▶ What the exercise asks
Pull out every line of the records below that contains the string "building", matching case exactly.

Records from a point labeling set:
+ + +
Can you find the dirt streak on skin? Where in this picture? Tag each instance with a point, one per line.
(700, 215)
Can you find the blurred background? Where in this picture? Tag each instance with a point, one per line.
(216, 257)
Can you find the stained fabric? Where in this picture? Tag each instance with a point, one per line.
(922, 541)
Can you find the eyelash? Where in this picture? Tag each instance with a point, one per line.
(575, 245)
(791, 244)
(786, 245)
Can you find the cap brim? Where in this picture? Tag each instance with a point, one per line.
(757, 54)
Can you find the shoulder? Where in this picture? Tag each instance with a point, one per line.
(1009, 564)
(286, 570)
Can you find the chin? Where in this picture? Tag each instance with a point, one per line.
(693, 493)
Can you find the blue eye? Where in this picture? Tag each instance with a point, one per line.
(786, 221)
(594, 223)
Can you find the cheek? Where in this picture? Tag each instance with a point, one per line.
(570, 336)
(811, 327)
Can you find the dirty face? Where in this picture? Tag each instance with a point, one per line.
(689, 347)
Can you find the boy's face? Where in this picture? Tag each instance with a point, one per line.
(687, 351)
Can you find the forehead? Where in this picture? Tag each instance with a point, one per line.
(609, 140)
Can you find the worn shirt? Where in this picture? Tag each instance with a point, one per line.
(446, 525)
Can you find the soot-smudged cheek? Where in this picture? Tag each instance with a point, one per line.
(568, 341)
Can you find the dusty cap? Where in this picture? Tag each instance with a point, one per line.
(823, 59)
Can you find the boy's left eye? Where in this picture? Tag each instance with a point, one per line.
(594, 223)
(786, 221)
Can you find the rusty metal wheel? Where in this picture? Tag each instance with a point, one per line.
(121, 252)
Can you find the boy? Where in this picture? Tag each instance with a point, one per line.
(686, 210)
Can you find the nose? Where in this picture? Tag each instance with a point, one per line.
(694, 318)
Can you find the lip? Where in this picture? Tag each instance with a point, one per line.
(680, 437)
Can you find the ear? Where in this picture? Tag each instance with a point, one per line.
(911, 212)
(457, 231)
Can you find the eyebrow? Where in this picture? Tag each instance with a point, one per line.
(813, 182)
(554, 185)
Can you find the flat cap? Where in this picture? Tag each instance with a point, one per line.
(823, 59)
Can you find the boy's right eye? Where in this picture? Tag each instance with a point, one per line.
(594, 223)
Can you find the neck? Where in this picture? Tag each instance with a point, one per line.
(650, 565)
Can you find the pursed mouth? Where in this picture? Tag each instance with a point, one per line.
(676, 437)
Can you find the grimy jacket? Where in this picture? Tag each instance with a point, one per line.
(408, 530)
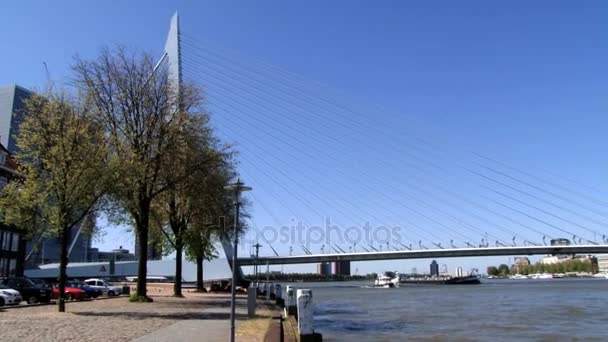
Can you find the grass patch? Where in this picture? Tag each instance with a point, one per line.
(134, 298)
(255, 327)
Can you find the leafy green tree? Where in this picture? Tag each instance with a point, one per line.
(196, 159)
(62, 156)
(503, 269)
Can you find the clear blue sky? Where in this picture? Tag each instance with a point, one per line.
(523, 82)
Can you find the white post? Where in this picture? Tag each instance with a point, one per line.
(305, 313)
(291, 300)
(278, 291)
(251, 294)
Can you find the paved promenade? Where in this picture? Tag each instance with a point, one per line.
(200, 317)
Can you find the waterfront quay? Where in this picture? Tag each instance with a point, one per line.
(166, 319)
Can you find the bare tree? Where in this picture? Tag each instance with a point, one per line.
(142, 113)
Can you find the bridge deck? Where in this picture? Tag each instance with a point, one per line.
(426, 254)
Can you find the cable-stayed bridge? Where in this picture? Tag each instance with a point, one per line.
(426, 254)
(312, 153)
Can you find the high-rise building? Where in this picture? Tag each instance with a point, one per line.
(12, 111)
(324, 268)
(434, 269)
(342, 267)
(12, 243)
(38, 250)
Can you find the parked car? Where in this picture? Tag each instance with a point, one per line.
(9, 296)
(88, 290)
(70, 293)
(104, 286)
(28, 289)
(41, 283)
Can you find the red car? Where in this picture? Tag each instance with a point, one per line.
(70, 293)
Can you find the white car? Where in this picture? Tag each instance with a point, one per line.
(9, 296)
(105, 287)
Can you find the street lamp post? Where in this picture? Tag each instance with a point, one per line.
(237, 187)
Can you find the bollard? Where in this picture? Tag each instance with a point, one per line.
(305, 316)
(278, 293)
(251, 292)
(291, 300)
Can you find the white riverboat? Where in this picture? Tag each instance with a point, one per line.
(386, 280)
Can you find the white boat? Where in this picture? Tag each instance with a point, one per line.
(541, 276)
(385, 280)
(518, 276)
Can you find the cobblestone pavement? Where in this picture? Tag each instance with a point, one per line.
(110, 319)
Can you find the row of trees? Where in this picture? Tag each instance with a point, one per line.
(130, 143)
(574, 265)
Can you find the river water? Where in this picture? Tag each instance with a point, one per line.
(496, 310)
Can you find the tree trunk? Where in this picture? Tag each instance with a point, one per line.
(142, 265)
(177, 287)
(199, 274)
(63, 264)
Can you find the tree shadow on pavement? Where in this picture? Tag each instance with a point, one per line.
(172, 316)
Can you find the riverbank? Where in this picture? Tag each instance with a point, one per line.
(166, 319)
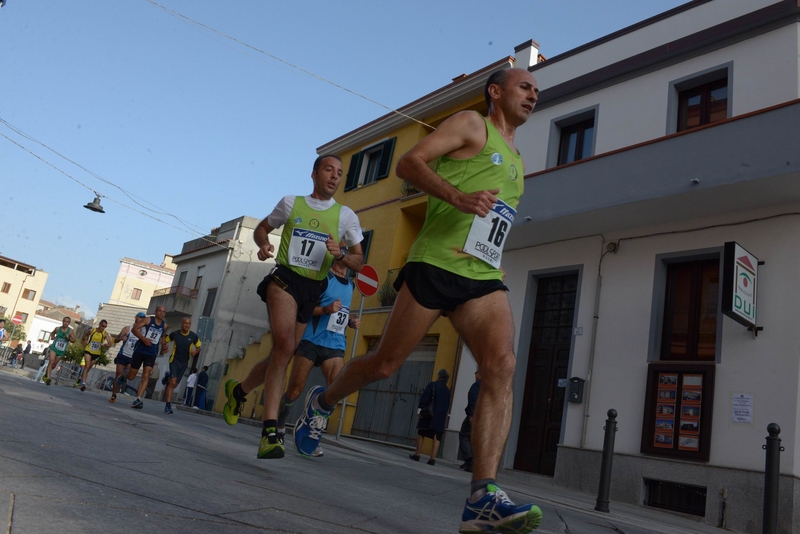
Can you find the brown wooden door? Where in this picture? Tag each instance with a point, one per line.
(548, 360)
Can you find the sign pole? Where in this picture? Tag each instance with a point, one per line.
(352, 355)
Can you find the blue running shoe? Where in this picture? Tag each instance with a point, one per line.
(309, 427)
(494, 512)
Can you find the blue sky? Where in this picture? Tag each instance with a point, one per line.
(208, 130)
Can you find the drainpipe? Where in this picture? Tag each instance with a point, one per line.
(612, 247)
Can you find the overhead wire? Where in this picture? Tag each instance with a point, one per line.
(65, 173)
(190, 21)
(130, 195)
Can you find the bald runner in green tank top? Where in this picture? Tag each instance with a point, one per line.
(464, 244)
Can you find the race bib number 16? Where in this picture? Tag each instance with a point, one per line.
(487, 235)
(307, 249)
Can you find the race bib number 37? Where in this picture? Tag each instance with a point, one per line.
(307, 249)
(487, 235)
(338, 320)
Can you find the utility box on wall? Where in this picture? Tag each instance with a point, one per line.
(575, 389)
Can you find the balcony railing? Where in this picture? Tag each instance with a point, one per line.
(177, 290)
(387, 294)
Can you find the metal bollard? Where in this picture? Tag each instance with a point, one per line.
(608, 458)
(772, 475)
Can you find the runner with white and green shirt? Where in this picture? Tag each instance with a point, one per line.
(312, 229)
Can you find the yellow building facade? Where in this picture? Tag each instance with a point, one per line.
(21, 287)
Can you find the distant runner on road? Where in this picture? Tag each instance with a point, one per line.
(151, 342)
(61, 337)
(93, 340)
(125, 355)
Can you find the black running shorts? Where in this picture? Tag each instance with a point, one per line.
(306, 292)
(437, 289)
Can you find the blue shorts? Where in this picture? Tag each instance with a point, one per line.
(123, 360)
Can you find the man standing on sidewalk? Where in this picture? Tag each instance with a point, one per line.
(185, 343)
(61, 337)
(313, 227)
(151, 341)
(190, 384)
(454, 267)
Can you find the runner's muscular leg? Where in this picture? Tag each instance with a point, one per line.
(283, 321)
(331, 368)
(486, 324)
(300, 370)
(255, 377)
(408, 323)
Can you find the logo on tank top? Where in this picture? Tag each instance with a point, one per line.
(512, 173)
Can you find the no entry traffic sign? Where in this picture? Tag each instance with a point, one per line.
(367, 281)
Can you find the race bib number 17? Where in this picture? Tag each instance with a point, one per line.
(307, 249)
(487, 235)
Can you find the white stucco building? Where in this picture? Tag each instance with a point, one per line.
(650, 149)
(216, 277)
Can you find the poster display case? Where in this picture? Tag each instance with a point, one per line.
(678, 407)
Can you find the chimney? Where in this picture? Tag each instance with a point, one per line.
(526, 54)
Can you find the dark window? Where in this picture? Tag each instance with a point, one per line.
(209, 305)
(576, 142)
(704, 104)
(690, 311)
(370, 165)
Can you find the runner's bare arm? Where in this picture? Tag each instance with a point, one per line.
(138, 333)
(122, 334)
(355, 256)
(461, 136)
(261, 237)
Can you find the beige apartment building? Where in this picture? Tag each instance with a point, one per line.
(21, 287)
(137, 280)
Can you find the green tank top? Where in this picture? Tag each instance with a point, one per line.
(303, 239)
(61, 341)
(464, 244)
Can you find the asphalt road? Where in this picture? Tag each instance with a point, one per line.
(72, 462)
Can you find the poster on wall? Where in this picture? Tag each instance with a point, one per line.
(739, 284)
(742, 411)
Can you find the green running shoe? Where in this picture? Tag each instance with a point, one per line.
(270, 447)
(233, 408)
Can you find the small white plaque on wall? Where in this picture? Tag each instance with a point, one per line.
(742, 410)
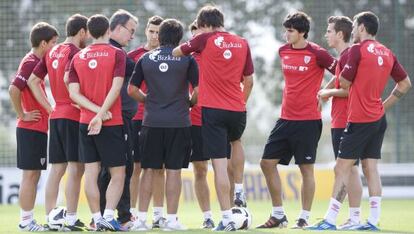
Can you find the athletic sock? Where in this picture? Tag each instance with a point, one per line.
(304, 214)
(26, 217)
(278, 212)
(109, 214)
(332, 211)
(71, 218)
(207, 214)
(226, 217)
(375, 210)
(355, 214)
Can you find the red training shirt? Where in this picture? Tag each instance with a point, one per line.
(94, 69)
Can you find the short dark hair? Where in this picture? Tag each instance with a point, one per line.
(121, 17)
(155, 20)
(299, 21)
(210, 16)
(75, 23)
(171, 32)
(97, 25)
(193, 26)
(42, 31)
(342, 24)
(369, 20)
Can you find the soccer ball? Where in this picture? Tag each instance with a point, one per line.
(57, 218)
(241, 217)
+ + +
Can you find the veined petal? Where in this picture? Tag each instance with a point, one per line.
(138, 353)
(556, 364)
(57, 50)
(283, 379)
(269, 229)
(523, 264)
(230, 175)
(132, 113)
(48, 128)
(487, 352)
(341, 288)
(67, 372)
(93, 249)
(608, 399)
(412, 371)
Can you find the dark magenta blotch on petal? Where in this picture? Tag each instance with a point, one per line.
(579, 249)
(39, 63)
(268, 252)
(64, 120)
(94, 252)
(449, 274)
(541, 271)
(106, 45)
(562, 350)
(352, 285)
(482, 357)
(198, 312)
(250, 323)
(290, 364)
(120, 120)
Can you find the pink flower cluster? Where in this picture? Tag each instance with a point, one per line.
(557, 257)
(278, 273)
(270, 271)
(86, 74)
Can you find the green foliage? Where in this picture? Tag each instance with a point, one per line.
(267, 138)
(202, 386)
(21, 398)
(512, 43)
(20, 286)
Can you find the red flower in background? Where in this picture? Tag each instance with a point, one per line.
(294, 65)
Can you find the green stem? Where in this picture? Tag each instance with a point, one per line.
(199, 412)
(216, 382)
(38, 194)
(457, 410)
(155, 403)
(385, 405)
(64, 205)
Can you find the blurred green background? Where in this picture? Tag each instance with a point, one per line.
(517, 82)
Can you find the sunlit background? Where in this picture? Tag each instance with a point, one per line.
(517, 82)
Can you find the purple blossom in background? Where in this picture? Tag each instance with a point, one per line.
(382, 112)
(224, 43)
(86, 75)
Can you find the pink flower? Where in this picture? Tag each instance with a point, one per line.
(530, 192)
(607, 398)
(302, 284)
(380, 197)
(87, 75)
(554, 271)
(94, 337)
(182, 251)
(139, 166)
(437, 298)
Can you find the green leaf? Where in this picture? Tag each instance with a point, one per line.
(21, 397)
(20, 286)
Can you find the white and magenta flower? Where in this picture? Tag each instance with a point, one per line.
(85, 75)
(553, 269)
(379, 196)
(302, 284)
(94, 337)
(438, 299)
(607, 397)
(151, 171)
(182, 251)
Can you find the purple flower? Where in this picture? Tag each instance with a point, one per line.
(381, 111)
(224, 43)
+ + +
▶ Solution
Can you find the high-rise building? Where in this picture? Tag each instance with a point, one per line.
Can you find the yellow building facade? Where in this picture? Tag each instance with a point, one per line.
Can you find the white stucco building? Where in this picture? Tag each instance with a point, one per line.
Can you find the beige apartment building? Where in this picture? Tag each instance with a point, one per line.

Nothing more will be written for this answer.